• _PAGE EXCERPT_
By Elaine Galloway, Painted Hall Ceiling Tour guide

2 March 2018

According to Dr Johnson the Royal Hospital for Seamen was ‘too magnificent for a place of charity’. I often wonder what the early Greenwich Pensioners thought of their surroundings? It's hard to picture the day-to-day existence of the first retired and injured sailors to arrive. Despite the grandiose architecture, much of the Hospital complex was still a building site.

One sailor whose life provides some clues is John Worley, Thornhill's model for the personification of Winter on the lower hall ceiling. Worley was one of eight men who were admitted on 29 January 1705, following the initial 46 who had arrived nine days earlier. By 1708 there were 300 seamen in residence. The Hospital provided these men, who would otherwise have been destitute, with plentiful (if sometimes poor quality) food, clothes and shelter. There was no flogging, as in the Navy, and conditions were better than other forms of poor relief.

Rules and punishments had, however, been steadily introduced. To modern eyes it might sound more like an open prison than a retirement home. Typical ‘complaints’ brought before the Council were drunkenness, swearing, not attending twice daily prayers and mutinous behaviour, i.e. complaining about the food. Punishments included losing a day's meals, wearing the badge for drunkenness, ‘wearing’ the broom and shovel, being forbidden to leave the Hospital and standing on an elevated place during meal times. I wonder exactly what and where the ‘elevated place’ was? Not in the Painted Hall itself because Thornhill was already busy painting in there.

John Worley represents the season of Winter on the ceiling of the Painted Hall, Thornhill shows him warming his hand over a fire

Worley himself crops up in the Council minutes on at least nine occasions, usually for drunkenness and swearing. On 2 March 1708 he ‘was very drunk in his ward last night abusing his ward fellows & cursing & swearing saying that he was a better man than any in the house.’ Was Worley already something of a ‘celeb’ on the strength of his patriarchal appearance and exceptionally long service at sea, reputedly seventy years? Born in Haverfordwest, Wales, it is thought he began his working life in the coal trade before serving in the Royal Navy.

[Data entries]

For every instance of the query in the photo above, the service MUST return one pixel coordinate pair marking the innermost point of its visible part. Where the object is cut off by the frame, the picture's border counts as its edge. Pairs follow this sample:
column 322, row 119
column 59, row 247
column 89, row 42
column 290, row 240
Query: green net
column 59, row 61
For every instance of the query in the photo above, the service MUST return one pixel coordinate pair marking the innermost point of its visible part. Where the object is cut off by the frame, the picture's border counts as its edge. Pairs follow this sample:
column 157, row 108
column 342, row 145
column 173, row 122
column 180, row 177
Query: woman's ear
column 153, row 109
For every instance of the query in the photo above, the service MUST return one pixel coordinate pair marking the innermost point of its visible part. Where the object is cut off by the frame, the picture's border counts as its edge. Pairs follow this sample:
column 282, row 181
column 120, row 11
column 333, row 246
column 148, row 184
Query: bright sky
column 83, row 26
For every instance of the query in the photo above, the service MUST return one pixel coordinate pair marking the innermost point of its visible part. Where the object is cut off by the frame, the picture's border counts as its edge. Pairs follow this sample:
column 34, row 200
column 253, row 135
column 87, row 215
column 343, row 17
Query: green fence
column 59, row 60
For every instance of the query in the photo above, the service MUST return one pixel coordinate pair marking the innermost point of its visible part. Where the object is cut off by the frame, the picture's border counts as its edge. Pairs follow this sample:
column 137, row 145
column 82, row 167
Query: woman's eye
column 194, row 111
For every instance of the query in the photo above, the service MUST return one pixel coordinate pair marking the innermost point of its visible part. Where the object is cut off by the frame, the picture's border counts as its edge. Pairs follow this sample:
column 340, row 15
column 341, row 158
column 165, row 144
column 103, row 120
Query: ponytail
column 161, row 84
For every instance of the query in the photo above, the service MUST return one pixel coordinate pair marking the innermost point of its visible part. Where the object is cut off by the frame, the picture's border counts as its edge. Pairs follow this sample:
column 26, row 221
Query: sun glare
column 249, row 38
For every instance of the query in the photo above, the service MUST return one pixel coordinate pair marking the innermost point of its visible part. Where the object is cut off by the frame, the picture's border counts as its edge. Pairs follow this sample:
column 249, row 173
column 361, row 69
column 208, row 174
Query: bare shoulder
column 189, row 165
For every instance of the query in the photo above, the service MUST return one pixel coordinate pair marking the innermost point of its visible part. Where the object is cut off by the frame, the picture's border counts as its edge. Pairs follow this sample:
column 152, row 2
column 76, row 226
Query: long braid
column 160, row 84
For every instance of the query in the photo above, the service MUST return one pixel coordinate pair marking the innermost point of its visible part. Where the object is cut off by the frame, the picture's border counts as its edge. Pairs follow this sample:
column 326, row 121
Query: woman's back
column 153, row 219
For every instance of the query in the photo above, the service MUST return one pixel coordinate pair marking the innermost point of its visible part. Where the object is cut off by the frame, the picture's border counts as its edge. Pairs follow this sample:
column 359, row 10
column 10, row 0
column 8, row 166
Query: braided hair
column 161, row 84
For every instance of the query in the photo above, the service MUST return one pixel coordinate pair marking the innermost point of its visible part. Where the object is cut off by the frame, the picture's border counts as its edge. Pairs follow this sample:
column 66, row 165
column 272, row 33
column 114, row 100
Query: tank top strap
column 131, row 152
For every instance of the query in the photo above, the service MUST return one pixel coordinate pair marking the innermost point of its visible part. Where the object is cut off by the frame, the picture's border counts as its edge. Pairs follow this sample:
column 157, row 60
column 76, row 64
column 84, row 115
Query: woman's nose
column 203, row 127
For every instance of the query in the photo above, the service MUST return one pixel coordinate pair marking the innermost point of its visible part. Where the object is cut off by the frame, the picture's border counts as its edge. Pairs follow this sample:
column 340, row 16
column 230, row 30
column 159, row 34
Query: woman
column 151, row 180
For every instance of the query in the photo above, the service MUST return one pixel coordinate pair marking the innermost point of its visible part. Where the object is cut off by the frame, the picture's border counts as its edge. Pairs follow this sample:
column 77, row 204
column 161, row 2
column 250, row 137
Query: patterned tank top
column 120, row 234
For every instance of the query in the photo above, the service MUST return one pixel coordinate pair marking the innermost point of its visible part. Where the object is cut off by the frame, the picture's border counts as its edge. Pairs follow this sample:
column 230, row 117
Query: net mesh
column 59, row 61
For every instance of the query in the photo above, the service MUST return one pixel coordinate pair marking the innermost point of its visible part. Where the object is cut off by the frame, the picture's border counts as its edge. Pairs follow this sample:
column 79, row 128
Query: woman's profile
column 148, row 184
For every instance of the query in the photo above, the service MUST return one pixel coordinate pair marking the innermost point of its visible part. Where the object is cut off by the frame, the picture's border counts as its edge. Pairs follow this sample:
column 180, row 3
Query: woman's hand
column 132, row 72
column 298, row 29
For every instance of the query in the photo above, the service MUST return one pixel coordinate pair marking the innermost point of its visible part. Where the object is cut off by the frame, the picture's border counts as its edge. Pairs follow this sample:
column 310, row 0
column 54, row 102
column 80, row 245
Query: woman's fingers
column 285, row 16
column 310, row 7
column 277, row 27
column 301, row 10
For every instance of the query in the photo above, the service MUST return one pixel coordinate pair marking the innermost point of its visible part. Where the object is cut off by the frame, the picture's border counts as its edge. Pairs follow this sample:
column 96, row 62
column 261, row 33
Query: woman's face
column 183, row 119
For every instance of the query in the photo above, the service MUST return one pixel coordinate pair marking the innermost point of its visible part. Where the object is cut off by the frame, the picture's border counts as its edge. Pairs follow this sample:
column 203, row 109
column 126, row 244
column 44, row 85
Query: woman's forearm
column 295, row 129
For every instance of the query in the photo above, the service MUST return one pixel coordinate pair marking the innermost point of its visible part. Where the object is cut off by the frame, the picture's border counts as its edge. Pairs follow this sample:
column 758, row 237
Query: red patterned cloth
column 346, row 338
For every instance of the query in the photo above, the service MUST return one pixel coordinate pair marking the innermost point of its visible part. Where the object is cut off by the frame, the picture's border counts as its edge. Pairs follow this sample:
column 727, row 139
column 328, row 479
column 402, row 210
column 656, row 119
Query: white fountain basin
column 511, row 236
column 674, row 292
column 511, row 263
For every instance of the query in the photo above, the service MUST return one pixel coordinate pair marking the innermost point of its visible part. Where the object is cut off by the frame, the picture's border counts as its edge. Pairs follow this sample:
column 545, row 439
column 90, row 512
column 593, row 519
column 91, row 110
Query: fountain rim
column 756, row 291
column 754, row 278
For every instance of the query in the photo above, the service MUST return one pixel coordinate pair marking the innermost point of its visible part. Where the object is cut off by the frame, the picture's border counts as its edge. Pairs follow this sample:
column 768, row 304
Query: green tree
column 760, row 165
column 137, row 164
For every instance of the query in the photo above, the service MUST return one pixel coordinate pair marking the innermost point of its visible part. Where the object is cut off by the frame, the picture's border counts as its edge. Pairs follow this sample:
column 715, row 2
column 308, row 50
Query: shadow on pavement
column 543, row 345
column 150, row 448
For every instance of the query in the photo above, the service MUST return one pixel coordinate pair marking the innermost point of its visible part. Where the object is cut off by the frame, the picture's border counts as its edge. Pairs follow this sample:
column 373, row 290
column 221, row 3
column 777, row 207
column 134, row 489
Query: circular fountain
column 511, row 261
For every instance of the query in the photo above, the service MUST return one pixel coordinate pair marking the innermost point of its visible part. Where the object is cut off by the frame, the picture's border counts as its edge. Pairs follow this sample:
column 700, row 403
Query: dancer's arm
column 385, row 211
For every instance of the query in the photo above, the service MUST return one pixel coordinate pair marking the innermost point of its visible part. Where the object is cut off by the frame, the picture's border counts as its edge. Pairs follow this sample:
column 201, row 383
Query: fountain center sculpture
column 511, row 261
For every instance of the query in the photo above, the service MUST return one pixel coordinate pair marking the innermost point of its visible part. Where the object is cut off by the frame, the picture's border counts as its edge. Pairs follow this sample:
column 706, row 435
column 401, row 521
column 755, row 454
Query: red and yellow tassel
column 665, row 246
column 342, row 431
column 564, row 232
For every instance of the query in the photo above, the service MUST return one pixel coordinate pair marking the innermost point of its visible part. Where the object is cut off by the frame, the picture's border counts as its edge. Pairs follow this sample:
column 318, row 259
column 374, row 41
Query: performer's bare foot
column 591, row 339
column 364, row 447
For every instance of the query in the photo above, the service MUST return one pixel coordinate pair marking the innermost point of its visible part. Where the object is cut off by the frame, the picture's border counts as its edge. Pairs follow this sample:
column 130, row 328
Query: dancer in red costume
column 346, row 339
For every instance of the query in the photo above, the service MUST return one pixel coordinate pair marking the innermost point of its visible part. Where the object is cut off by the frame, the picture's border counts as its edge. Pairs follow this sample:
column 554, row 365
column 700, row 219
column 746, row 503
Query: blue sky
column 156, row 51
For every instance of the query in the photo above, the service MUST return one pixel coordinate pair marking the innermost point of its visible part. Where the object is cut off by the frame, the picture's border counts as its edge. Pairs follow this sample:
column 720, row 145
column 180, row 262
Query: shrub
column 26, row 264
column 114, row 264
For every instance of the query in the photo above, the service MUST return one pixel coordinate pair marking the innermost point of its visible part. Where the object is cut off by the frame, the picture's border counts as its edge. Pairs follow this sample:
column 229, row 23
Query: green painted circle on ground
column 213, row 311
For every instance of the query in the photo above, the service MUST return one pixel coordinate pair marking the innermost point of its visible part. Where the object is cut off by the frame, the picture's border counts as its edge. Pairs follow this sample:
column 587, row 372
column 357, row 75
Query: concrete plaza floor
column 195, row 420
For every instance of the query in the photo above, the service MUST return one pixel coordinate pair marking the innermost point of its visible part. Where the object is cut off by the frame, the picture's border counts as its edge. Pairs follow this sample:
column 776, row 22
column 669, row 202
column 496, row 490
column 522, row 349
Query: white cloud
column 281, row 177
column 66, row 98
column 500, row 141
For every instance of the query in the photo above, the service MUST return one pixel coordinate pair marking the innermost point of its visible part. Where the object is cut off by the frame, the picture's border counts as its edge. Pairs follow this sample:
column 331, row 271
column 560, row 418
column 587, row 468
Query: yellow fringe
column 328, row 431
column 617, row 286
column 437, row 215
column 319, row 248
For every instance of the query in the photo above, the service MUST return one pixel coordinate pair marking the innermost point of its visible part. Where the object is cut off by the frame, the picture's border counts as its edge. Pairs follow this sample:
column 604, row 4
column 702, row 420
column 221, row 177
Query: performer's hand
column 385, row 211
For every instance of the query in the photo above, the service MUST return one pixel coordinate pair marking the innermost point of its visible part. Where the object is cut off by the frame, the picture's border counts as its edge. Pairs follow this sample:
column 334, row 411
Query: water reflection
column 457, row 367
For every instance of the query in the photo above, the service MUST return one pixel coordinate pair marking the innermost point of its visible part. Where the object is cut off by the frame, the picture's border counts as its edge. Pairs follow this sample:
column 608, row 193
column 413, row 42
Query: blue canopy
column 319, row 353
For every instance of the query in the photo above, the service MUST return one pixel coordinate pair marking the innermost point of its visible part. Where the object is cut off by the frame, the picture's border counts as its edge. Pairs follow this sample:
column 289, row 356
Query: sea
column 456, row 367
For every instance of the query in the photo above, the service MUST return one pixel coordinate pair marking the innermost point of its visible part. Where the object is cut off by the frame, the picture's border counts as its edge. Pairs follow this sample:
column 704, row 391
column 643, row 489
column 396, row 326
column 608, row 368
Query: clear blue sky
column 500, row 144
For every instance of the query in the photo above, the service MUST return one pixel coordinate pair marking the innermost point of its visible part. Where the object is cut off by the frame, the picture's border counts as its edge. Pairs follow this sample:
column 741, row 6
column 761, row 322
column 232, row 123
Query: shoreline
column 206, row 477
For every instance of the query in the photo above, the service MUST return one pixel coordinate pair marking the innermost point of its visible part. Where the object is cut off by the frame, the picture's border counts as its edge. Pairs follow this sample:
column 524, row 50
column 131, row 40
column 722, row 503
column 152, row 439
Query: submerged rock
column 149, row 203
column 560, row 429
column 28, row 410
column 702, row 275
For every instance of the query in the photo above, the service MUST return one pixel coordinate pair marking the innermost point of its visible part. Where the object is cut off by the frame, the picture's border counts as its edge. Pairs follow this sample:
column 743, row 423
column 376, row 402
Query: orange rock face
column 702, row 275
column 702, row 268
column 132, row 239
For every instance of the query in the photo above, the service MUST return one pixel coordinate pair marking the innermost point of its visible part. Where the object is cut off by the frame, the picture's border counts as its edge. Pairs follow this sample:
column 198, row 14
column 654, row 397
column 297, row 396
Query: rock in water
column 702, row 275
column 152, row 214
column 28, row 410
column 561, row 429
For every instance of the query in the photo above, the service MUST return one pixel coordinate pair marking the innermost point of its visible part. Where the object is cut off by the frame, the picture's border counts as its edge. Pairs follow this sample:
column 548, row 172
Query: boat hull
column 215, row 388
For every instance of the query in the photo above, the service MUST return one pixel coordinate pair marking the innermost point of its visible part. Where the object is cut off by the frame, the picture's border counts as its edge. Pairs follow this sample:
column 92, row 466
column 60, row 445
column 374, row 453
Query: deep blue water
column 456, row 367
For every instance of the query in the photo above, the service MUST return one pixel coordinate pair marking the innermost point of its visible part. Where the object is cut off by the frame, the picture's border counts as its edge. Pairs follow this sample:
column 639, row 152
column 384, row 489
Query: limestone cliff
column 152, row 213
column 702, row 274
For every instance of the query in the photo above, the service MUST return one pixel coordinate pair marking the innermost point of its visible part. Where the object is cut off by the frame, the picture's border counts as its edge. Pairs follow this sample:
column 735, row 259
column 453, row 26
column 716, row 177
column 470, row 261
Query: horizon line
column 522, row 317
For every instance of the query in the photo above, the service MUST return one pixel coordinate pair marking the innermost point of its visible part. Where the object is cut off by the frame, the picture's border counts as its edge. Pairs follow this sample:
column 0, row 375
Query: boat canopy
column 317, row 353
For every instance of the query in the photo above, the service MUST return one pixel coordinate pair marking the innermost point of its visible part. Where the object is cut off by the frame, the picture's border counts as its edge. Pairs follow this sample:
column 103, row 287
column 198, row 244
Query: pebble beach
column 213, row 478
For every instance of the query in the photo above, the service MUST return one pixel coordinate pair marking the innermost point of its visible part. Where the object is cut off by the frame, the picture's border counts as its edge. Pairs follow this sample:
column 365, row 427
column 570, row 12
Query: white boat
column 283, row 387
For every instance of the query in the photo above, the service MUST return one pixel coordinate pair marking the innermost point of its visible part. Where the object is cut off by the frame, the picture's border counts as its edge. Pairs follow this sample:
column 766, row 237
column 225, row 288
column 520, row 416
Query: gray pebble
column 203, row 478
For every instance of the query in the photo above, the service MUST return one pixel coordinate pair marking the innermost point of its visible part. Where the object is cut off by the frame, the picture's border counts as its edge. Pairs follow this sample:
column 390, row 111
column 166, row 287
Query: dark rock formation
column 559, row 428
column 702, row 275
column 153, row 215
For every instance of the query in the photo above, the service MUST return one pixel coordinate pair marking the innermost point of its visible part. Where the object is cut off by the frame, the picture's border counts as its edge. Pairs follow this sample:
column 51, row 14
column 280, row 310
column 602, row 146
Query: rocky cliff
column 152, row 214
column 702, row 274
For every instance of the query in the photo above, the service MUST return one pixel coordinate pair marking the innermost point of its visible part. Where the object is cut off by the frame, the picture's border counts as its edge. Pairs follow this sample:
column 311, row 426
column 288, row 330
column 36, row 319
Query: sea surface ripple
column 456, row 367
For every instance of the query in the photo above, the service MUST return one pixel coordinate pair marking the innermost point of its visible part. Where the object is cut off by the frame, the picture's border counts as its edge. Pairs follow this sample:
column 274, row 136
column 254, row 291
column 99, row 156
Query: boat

• _WHAT THE EXERCISE ASKS_
Carry on the account of John Worley and the early Greenwich Pensioners from its last sentence.

• _REPLY_
John Worley, mezzotint published by John Faber Sr, 1709, NPG D4919, © National Portrait Gallery, London

A mezzotint of Worley ‘done from ye Life and Sold by Jn Faber near ye Savoy in ye Strand 1709’  was on sale before Thornhill finished the Painted Hall ceiling. Did Worley get a bit above himself with all this attention? It's a nice thought that by modeling for Thornhill he ended up in a permanently ‘elevated place in the hall’.

In this extract from the Hospital minutes Worley is accused of complaining about his ‘piece of beef without any just cause the meal being at the same time very good and sufficient for which the Council thought fit to order that he lose two days meals and be exposed on the elevated place in the hall…’, The National Archives, ADM67/120f123

A sketch and an oil portrait of Worley, both by James Thornhill, are now in the collection of the National Maritime Museum. The oil portrait is currently on display in the Queen’s House. Despite his heavy drinking and frequent punishment, Worley lived to an exceptional age. He died in 1721 aged ninety-six.